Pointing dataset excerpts

/---

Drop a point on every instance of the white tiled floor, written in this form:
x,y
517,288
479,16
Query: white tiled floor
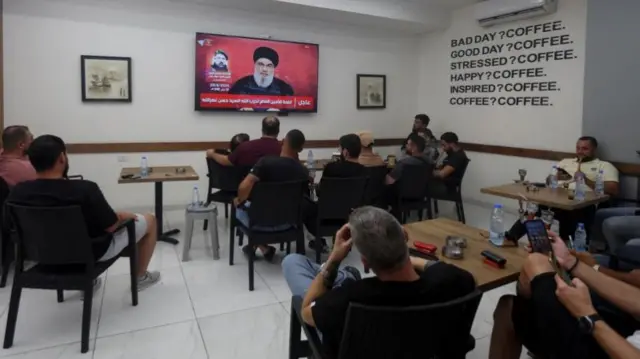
x,y
201,309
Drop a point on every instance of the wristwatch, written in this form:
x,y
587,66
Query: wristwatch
x,y
587,323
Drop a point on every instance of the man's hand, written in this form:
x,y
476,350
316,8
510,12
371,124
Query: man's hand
x,y
584,257
565,259
576,299
342,246
123,216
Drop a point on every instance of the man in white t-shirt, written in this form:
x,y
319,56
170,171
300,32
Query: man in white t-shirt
x,y
589,165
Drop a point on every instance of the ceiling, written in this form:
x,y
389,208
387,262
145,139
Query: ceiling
x,y
406,16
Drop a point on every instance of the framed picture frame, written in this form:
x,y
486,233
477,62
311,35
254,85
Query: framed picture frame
x,y
106,79
372,91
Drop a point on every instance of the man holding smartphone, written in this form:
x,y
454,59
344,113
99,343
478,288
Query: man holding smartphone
x,y
400,280
556,320
587,164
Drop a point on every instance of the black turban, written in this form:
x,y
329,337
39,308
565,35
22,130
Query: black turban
x,y
266,53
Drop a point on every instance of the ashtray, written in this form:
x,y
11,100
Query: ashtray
x,y
453,252
453,241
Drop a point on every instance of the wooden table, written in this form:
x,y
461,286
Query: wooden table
x,y
159,175
436,231
558,198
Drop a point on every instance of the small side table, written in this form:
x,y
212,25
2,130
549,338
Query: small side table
x,y
193,213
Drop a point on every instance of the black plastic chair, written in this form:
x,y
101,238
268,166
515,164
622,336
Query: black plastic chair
x,y
6,246
272,204
338,197
431,331
454,194
223,184
412,191
56,239
374,194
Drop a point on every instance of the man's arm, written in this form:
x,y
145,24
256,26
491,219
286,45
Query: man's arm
x,y
221,159
244,190
613,290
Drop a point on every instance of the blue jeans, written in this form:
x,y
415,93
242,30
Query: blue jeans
x,y
616,226
243,217
300,271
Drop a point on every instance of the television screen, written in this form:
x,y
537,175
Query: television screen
x,y
247,74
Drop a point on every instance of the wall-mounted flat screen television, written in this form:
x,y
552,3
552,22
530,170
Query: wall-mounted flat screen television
x,y
251,74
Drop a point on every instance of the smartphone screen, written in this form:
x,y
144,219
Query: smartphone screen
x,y
538,236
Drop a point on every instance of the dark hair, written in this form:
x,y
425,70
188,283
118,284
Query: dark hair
x,y
45,151
296,140
592,140
418,141
449,137
13,135
352,144
236,140
270,126
423,118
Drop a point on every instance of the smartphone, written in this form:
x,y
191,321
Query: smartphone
x,y
538,236
540,243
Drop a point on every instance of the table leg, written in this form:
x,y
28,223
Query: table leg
x,y
163,236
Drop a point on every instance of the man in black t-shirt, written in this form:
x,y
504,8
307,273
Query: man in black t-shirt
x,y
286,167
48,155
348,166
452,169
400,280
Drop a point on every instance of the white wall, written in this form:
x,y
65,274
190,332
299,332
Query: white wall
x,y
43,41
546,127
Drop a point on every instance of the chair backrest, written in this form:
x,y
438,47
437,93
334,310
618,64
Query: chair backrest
x,y
414,179
226,178
276,203
340,196
432,331
375,186
51,235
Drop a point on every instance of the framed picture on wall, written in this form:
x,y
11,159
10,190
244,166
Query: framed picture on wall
x,y
372,91
106,79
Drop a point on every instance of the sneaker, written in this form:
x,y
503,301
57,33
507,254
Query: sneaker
x,y
353,271
147,280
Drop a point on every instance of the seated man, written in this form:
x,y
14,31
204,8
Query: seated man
x,y
248,153
285,167
616,226
585,163
48,155
452,169
367,158
400,280
14,163
348,166
555,320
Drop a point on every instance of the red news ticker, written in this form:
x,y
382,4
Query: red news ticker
x,y
257,101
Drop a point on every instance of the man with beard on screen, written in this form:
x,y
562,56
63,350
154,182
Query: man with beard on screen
x,y
219,62
263,80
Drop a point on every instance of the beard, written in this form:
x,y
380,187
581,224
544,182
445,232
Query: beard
x,y
262,81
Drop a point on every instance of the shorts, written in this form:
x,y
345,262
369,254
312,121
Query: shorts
x,y
546,328
120,239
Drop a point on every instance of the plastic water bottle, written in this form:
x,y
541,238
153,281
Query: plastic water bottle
x,y
310,163
496,226
580,188
553,178
599,187
195,200
580,239
144,167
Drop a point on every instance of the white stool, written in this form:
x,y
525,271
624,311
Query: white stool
x,y
192,214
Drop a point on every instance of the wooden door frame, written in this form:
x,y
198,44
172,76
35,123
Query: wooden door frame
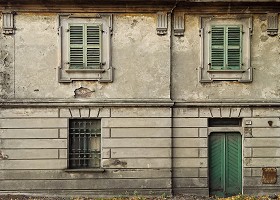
x,y
226,130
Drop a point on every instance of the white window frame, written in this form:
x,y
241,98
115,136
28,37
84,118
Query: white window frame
x,y
242,75
105,72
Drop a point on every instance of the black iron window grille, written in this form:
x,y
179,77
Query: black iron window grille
x,y
84,143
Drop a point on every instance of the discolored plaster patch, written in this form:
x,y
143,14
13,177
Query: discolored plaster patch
x,y
83,93
263,27
264,38
115,163
134,23
262,17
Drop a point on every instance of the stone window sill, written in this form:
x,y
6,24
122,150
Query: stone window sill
x,y
85,70
97,170
227,71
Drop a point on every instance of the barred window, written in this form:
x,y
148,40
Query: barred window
x,y
84,143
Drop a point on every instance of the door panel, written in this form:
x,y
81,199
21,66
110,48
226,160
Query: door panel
x,y
225,169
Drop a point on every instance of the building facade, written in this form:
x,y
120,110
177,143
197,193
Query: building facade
x,y
135,97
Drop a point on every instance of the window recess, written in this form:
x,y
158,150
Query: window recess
x,y
84,143
85,48
225,49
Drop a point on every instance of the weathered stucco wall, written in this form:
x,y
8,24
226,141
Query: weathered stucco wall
x,y
264,60
139,56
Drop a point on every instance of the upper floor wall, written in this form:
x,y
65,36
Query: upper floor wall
x,y
145,64
140,60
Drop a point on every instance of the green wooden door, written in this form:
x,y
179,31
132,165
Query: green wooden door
x,y
225,164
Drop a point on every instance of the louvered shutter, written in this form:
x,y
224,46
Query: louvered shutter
x,y
93,46
217,47
234,34
76,53
226,47
85,46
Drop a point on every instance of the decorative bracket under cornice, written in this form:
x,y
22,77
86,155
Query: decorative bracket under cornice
x,y
8,22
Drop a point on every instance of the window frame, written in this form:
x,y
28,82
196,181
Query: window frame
x,y
244,74
97,169
104,73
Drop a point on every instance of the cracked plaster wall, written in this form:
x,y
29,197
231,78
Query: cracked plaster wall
x,y
264,60
140,58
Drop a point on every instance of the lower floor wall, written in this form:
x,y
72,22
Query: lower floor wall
x,y
144,150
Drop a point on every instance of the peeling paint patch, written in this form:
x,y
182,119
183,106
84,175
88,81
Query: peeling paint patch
x,y
264,38
83,93
115,163
263,28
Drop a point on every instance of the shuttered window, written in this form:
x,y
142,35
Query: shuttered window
x,y
226,48
85,46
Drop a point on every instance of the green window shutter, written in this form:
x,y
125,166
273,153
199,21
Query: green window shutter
x,y
234,34
217,47
93,46
226,47
76,46
85,46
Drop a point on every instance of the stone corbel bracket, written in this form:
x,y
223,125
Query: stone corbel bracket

\---

Extract the rows above, starting at the line that contains "Drop a point on every instance of the green window" and ending at the last line of the rows, reproducing each line unchanged.

Drop a point on every instance of the green window shutter, written in this form:
x,y
125,166
273,153
199,21
Query: green window shutter
x,y
234,34
217,47
93,46
226,47
76,46
85,46
Drop a point on every instance of the stone corbel bracket, written in this form:
x,y
223,125
Query: stone corbel bracket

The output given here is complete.